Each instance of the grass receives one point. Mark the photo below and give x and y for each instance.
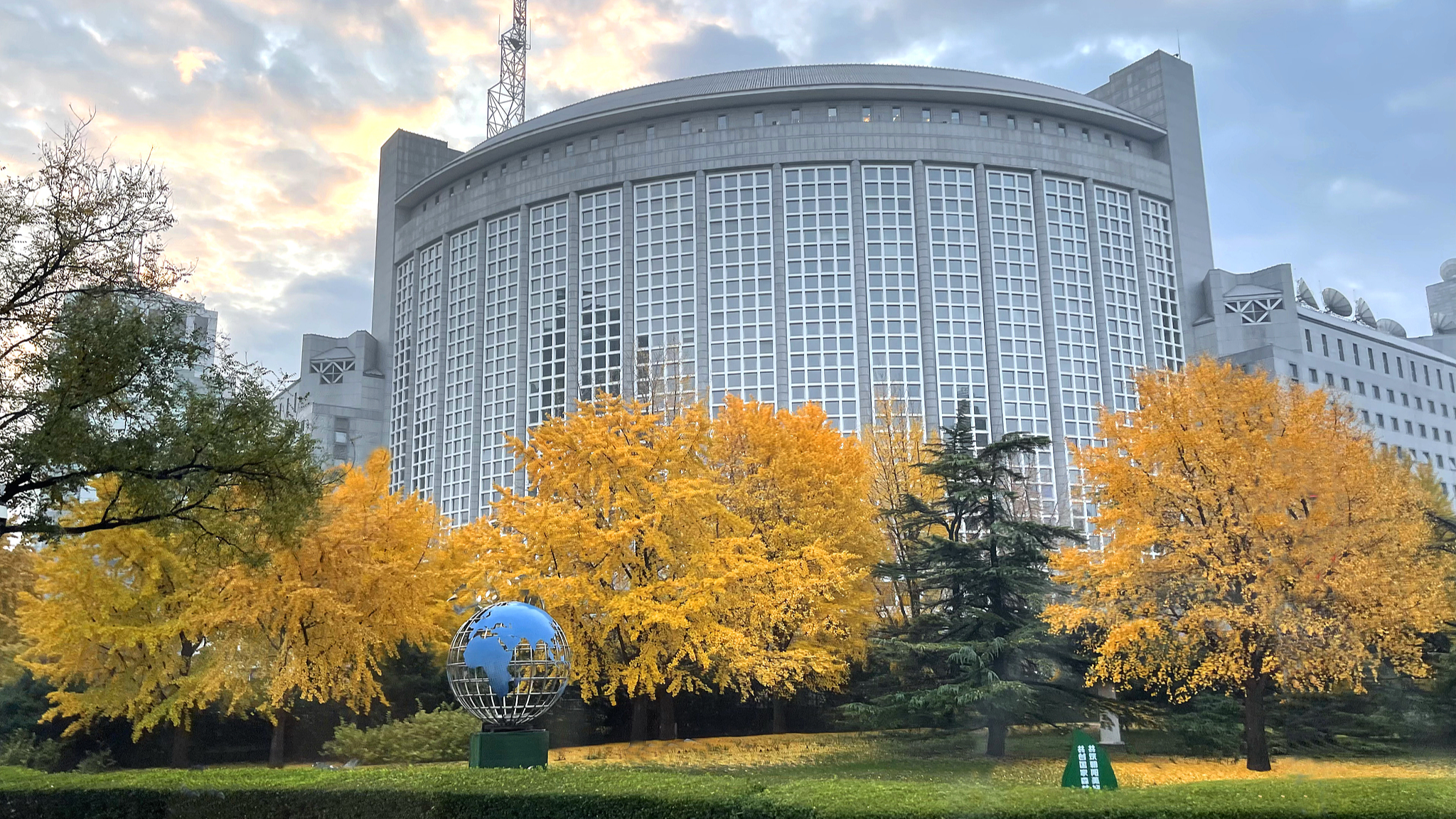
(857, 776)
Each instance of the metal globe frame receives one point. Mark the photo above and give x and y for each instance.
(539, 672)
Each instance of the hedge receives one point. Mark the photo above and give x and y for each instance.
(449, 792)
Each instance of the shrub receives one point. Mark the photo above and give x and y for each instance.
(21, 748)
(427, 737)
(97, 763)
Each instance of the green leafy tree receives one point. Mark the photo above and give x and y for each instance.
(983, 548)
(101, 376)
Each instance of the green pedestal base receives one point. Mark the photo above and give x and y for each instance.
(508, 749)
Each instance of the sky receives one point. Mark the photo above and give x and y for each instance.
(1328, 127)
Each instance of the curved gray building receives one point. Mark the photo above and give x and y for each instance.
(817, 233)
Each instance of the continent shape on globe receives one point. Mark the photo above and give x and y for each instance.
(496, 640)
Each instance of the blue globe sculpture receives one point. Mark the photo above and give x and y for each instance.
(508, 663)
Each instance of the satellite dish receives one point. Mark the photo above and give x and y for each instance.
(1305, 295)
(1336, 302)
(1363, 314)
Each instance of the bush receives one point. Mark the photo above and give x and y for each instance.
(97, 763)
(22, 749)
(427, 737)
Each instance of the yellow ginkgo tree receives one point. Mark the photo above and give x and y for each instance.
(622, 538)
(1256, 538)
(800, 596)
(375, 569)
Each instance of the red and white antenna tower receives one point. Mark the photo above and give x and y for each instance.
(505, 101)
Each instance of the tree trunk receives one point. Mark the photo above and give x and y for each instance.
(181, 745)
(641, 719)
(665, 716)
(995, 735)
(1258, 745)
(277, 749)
----
• Written task: Print every record above word for word, leaving the pictures out.

• Problem solution:
Each instance of the grass receives one point. Mark the photo below and give x and y for each instance.
(857, 776)
Each instance of the metal globe frame receives one point. Mark the photo above and give x and y for each instance.
(539, 672)
Each instance of the hedge receives one point. Mark the photo above and give x and y for each instance.
(449, 792)
Each instance of the shrub receives one point. Mark the photo above and give x and y for each instance.
(21, 748)
(427, 737)
(97, 763)
Each instance of the green leafy tree receives one point. Mark the photo above and give x and y for each instance.
(983, 548)
(101, 376)
Each instance of the green pedestal base receives one point. Mark the photo above and give x and y for each instance.
(508, 749)
Each instance of the sky receives one point. Mark the photo above and give x and y for each instance.
(1328, 127)
Each instance of the curved gray building receives one point. Mark the photo above and give x and y for each instance.
(817, 233)
Each instance of the continent shape on globe receives one point. Mark the photo above and give x and y for each instance.
(496, 640)
Each instance of the blue globe sculpture receives one point. Mark the photo above and give x and y for each instance.
(508, 663)
Each instance of the satellite dish receives one point. Mark the photo above and give x and y for each instance.
(1305, 295)
(1336, 302)
(1363, 314)
Each instance of the bush receives one point. Mark the photo above and give x and y for each instance.
(97, 763)
(22, 749)
(427, 737)
Each instance of the yellow ginkgo tree receives one point. Mark the photo above and give x and y for each instance.
(622, 538)
(1256, 538)
(800, 596)
(375, 569)
Each instance of the red and white antenna tower receives one point. Mark the photo above and give x and y for each instance.
(505, 101)
Each instance of the tree trunk receives one point. Mark the photo above and give x and y for each instance.
(181, 745)
(641, 719)
(665, 716)
(995, 735)
(1258, 745)
(277, 749)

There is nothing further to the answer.